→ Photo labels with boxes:
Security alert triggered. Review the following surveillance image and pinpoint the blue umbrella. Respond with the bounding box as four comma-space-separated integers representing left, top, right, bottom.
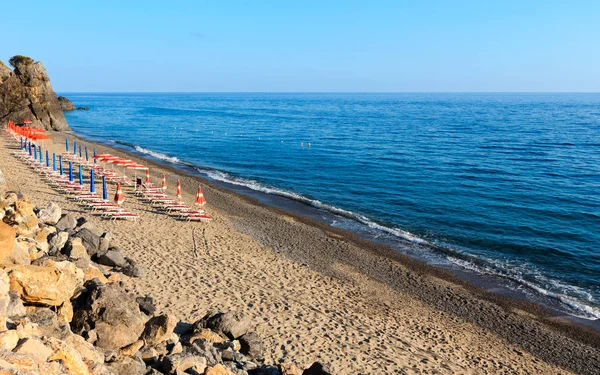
90, 169, 96, 193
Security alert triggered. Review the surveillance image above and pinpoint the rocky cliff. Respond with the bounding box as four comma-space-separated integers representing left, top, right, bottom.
0, 56, 69, 130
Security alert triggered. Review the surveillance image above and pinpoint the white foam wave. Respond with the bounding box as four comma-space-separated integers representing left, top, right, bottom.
135, 146, 181, 164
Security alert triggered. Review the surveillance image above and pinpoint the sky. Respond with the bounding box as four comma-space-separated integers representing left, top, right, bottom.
0, 0, 600, 92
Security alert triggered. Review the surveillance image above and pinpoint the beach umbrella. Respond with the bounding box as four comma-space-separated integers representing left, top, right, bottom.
195, 185, 206, 207
90, 169, 96, 193
115, 184, 125, 206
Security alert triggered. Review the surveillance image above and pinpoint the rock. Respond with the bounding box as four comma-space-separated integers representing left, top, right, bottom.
121, 257, 145, 277
279, 363, 302, 375
72, 280, 145, 350
240, 332, 265, 361
196, 310, 250, 340
6, 265, 81, 306
57, 96, 75, 112
140, 314, 177, 346
55, 214, 77, 232
37, 202, 62, 225
135, 296, 156, 316
204, 364, 235, 375
0, 56, 69, 131
97, 247, 127, 267
13, 338, 53, 362
74, 228, 100, 256
0, 221, 15, 264
107, 357, 146, 375
98, 232, 112, 254
0, 329, 19, 351
48, 232, 69, 255
302, 362, 331, 375
64, 237, 90, 259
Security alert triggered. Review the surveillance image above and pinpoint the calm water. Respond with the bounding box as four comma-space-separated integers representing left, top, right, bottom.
66, 94, 600, 319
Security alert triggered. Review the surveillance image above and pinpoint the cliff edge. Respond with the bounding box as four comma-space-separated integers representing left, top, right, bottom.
0, 56, 69, 130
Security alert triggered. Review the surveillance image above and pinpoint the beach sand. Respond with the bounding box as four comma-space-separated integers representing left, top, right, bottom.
0, 133, 600, 374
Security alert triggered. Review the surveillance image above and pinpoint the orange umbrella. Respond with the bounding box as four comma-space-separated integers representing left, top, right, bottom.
115, 184, 125, 206
196, 185, 206, 207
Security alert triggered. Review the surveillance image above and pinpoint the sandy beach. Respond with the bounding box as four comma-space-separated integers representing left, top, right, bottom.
0, 133, 600, 374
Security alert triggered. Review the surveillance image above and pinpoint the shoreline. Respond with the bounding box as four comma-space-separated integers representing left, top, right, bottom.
8, 133, 600, 373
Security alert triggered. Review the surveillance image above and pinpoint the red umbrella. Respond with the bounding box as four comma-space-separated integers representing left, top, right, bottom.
115, 184, 125, 206
196, 185, 206, 207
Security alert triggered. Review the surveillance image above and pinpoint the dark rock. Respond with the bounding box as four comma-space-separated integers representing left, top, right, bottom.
302, 362, 331, 375
121, 257, 145, 277
195, 310, 250, 340
58, 96, 75, 112
0, 56, 69, 131
240, 332, 265, 361
71, 280, 145, 350
135, 296, 156, 316
96, 248, 127, 267
55, 214, 77, 232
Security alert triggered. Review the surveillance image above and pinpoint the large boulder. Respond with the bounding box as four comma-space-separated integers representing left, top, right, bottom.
6, 265, 81, 306
71, 279, 145, 350
0, 56, 69, 131
38, 202, 62, 225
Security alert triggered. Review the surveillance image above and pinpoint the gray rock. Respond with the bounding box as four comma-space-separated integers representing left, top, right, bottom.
239, 332, 265, 361
55, 214, 77, 232
74, 228, 100, 256
37, 202, 62, 225
97, 247, 127, 267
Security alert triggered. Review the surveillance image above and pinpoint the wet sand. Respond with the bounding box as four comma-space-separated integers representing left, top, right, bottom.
0, 133, 600, 374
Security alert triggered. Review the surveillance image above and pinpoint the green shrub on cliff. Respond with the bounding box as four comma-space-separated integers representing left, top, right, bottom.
8, 55, 33, 68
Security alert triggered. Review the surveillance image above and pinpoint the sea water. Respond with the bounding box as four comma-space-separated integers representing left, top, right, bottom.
64, 93, 600, 319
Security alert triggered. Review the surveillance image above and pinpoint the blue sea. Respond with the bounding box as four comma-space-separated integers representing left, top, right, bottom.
63, 93, 600, 320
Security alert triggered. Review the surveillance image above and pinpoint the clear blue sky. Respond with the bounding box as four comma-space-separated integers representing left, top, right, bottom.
0, 0, 600, 92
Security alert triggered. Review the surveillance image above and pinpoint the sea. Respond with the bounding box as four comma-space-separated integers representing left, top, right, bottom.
62, 93, 600, 322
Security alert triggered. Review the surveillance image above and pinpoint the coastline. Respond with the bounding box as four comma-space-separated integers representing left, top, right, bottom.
5, 133, 600, 373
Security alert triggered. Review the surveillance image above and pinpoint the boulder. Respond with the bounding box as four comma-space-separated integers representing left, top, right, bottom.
55, 214, 77, 232
0, 56, 69, 131
72, 280, 145, 350
97, 247, 127, 267
302, 362, 331, 375
240, 332, 265, 361
37, 202, 62, 225
0, 221, 15, 264
200, 310, 250, 340
140, 314, 177, 347
6, 265, 81, 306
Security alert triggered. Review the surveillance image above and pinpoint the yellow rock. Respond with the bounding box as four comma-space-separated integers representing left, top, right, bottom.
6, 262, 83, 306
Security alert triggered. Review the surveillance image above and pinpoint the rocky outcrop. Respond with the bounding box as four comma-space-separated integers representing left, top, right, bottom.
0, 56, 69, 130
58, 96, 75, 112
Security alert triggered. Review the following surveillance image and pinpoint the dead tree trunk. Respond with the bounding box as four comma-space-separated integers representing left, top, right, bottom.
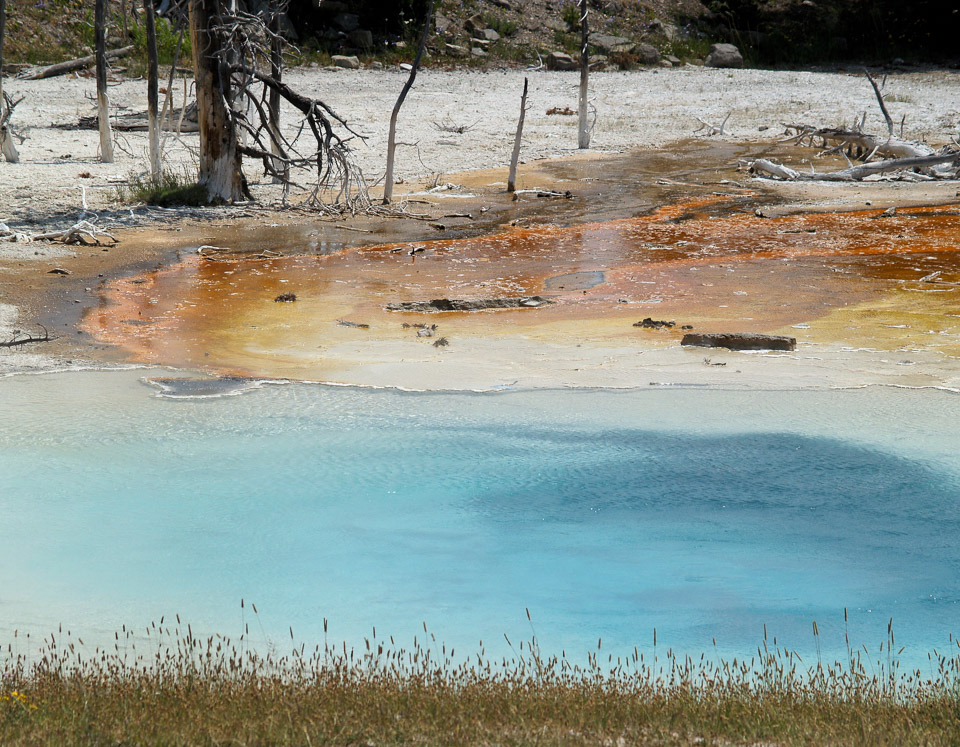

→ Work instructions: Extract each line of the records above that contains the word "blue".

→ Solution to the exercise:
Security alert triggered. Review the following surveillance image and pinpoint the blue umbrella. Respond with the bounding box as four comma-space-separated integers representing left, top, right, bottom.
Security alert triggered. Review the surveillance image above and pinpoint the blue sea. Respond with the bounding box as four comma-space-separated integers representing left, top, right, bottom.
Security alert triggered. Review the surveillance image above and pinpoint the clear blue sky. Respond with the bounding box as four comma-space-separated integers representing left, top, right, bottom.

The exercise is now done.